## What you are asked to do
What follows is a set of records; copy all of it exactly.

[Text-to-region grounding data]
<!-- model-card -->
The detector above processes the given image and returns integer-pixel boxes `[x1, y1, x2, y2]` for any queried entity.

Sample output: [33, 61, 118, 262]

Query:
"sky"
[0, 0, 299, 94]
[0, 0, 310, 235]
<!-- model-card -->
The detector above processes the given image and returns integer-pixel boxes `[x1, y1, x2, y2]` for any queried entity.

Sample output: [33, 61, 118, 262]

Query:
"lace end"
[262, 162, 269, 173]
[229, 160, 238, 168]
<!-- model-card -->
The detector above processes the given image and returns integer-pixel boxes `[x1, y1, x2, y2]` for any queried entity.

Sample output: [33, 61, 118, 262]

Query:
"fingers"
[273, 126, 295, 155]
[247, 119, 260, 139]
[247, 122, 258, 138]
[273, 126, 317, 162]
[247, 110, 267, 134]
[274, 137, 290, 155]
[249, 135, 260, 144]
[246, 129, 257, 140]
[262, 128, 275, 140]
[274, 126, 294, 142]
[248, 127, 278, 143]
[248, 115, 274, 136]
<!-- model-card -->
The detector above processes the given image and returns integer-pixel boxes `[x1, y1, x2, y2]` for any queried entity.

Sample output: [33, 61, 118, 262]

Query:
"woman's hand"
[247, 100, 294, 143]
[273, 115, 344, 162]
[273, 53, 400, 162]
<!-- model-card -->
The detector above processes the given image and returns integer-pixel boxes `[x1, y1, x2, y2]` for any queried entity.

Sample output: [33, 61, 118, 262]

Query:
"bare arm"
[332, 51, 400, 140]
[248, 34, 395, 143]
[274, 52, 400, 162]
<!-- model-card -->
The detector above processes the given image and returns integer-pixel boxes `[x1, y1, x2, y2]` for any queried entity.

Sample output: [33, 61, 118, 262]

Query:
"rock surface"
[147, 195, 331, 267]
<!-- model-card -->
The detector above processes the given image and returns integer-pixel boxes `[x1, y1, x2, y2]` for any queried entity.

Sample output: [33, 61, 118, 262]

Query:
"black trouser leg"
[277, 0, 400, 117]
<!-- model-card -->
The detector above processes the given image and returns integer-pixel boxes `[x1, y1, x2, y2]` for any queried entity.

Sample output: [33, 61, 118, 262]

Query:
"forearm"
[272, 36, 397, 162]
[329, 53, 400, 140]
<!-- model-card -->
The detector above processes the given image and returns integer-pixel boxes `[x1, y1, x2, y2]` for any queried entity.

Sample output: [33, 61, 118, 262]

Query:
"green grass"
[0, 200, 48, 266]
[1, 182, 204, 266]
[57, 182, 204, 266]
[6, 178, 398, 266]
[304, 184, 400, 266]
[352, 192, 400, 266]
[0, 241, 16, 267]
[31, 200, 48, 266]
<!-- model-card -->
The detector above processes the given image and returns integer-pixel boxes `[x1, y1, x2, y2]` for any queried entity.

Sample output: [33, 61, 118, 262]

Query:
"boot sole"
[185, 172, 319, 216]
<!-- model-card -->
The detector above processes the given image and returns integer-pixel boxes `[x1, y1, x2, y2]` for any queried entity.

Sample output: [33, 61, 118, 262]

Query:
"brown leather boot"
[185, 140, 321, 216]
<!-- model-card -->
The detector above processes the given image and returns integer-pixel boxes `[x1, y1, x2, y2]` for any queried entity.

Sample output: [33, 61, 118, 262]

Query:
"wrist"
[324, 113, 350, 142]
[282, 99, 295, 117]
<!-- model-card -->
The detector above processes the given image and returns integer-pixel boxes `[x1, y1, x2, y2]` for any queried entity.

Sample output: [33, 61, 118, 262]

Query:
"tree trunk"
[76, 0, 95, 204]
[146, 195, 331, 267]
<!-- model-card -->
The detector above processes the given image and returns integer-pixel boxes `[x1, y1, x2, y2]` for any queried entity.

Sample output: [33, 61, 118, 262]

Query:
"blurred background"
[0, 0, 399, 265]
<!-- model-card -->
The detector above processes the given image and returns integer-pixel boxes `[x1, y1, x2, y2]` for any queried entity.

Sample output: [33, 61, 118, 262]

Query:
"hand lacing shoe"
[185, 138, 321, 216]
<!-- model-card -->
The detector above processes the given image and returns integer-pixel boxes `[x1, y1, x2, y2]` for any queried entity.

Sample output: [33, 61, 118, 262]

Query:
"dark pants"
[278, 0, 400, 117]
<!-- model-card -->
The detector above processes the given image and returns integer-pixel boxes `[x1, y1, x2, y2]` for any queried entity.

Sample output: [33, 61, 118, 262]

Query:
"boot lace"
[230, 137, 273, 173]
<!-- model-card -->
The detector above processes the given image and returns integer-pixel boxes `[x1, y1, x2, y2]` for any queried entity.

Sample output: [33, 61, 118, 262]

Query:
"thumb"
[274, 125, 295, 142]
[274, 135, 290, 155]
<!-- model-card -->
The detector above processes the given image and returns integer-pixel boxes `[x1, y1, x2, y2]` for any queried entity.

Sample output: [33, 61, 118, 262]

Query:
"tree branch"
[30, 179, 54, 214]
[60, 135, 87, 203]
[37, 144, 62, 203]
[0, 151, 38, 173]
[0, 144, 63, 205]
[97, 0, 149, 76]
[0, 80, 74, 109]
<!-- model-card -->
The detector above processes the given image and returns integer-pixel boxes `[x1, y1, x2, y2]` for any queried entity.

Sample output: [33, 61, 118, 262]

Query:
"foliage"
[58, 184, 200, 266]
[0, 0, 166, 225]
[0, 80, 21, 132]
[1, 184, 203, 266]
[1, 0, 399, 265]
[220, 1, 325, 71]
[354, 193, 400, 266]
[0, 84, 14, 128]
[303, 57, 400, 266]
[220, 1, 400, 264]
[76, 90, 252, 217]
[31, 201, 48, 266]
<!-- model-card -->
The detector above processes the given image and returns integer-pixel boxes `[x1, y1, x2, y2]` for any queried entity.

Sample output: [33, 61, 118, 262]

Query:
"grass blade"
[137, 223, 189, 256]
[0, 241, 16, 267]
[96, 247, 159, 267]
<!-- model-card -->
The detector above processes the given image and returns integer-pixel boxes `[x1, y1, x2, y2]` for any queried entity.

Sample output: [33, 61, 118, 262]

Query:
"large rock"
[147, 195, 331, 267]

## Exercise output
<!-- model-card -->
The detector above processes the given image and returns integer-pixel boxes `[x1, y1, x2, y2]` for any queried entity.

Sample output: [33, 61, 118, 262]

Query:
"sky"
[0, 0, 299, 94]
[0, 0, 310, 235]
<!-- model-card -->
The detector above processes the given image and returns integer-pixel boxes `[x1, y1, x2, y2]` for any queried entity.

Sample output: [33, 61, 118, 262]

Query:
"lace end"
[262, 162, 269, 173]
[229, 160, 238, 168]
<!-- model-card -->
The detector above processes the given image and returns integer-pixel boxes `[x1, y1, x2, y2]` for any queried entity.

Sample output: [33, 61, 118, 262]

Query:
"fingers"
[273, 126, 295, 155]
[247, 119, 260, 139]
[247, 122, 258, 138]
[273, 126, 317, 162]
[247, 110, 267, 134]
[274, 137, 290, 155]
[249, 135, 260, 144]
[246, 129, 257, 140]
[262, 128, 275, 140]
[274, 126, 294, 142]
[248, 127, 278, 143]
[248, 115, 274, 136]
<!-- model-card -->
The detector above processes the given image and returns integer-pixel boxes `[x1, y1, x2, y2]` for any queried entity.

Sample output: [33, 61, 118, 262]

Query:
"woman's hand"
[247, 100, 294, 143]
[273, 115, 344, 162]
[273, 53, 400, 162]
<!-- model-card -->
The detector above processes the given image and returns integer-pixel boxes `[x1, y1, x2, y2]` for any queried entity.

Sample output: [33, 61, 118, 262]

Query:
"bare arm"
[332, 51, 400, 140]
[248, 34, 395, 143]
[274, 52, 400, 162]
<!-- model-card -->
The detector above processes the given image and returns integer-pixel boxes `[x1, y1, x2, y2]` for any queried entity.

Sample output: [33, 61, 118, 262]

Query:
"rock surface"
[147, 195, 331, 267]
<!-- model-card -->
The detector above processes the given image and returns integer-pixel boxes `[x1, y1, x2, y2]` for any queried entity.

Sample output: [33, 61, 118, 262]

Query:
"black trouser leg"
[277, 0, 400, 117]
<!-- model-card -->
The detector above processes the given image and returns integer-pixel boxes `[x1, y1, x2, y2]` for any queried entity.

Sample output: [33, 61, 118, 262]

Query:
"forearm"
[272, 36, 397, 162]
[329, 53, 400, 140]
<!-- model-card -->
The detector above processes the given image and returns integer-pixel boxes `[x1, y1, x2, y2]` for any queried entity.

Sample output: [33, 61, 118, 262]

Query:
"green grass"
[0, 200, 48, 266]
[1, 182, 204, 266]
[57, 182, 204, 266]
[6, 178, 398, 266]
[304, 184, 400, 266]
[352, 192, 400, 266]
[0, 241, 16, 267]
[31, 200, 48, 266]
<!-- model-card -->
The detector above processes the given image and returns integer-pixel boxes `[x1, y1, x2, y2]` for any queried entity.

Sample output: [33, 61, 118, 262]

Query:
"boot sole"
[185, 172, 319, 216]
<!-- model-card -->
The detector above processes the given image and returns integer-pixel boxes `[x1, y1, x2, y2]` for any queried entity.

Sample output: [33, 61, 118, 262]

Query:
"brown leather boot"
[185, 140, 321, 216]
<!-- model-card -->
The detector above processes the given image and returns integer-pixel boxes `[x1, y1, x2, y2]` for any queried entity.

Sample output: [33, 61, 118, 262]

Query:
"wrist"
[324, 113, 350, 142]
[282, 99, 295, 117]
<!-- model-card -->
The detector above processes the given image and returns integer-pixel boxes `[x1, y1, x2, y2]` for any queried entity.

Sample output: [33, 61, 118, 262]

Query:
"tree trunk"
[76, 0, 95, 204]
[146, 195, 331, 267]
<!-- model-card -->
The detector above processes the given image and returns integer-pixel boxes `[x1, y1, x2, y2]` for any queried entity.

Sample output: [33, 61, 118, 262]

Query:
"blurred background"
[0, 0, 399, 265]
<!-- model-card -->
The detector above processes the given image and returns integer-pixel boxes `[x1, y1, x2, y2]` for any queried entity.

Sample output: [33, 61, 118, 262]

Query:
"hand lacing shoe"
[185, 138, 321, 216]
<!-- model-card -->
The detector above processes the given image and returns integer-pixel boxes `[x1, y1, x2, y2]` for any queried entity.

Sample output: [33, 61, 118, 262]

Query:
"dark pants"
[278, 0, 400, 117]
<!-- model-card -->
The detector above processes the given image and returns integer-pixel boxes `[x1, y1, x2, y2]` for any queried entity.

Sample output: [33, 61, 118, 262]

Query:
"boot lace"
[230, 137, 273, 173]
<!-- model-card -->
The detector above processes the given image and returns integer-pixel boxes `[x1, y1, x2, y2]` for any queried entity.

Sample output: [33, 61, 118, 262]

Query:
"thumb"
[274, 125, 295, 142]
[274, 135, 290, 155]
<!-- model-card -->
The detector above processes the given image and returns integer-pixel boxes `[x1, y1, x2, y2]` for any queried entity.

Sample output: [33, 61, 118, 262]

Query:
"tree branch"
[30, 179, 54, 214]
[60, 135, 87, 203]
[37, 144, 62, 203]
[0, 151, 38, 173]
[0, 144, 63, 205]
[97, 0, 149, 76]
[0, 80, 74, 109]
<!-- model-card -->
The detector above processes the given image and returns integer-pixel boxes `[x1, y1, x2, y2]` for any queried entity.

Sample output: [33, 61, 118, 262]

Query:
"foliage"
[58, 184, 200, 266]
[0, 0, 166, 225]
[0, 80, 21, 132]
[1, 184, 203, 266]
[1, 0, 399, 265]
[220, 1, 325, 71]
[354, 193, 400, 266]
[0, 84, 14, 128]
[303, 57, 400, 266]
[220, 1, 400, 264]
[76, 90, 252, 217]
[31, 201, 48, 266]
<!-- model-card -->
The detector above processes the given image and returns integer-pixel boxes `[x1, y1, x2, y2]` for any queried entity.

Sample output: [33, 61, 118, 262]

Query:
"grass blade"
[137, 223, 189, 256]
[0, 241, 16, 267]
[96, 247, 159, 267]
<!-- model-card -->
The detector above processes the given image and returns integer-pixel boxes `[x1, y1, x2, y2]` for any queried entity.

Sample output: [33, 61, 118, 262]

Query:
"large rock"
[147, 195, 331, 267]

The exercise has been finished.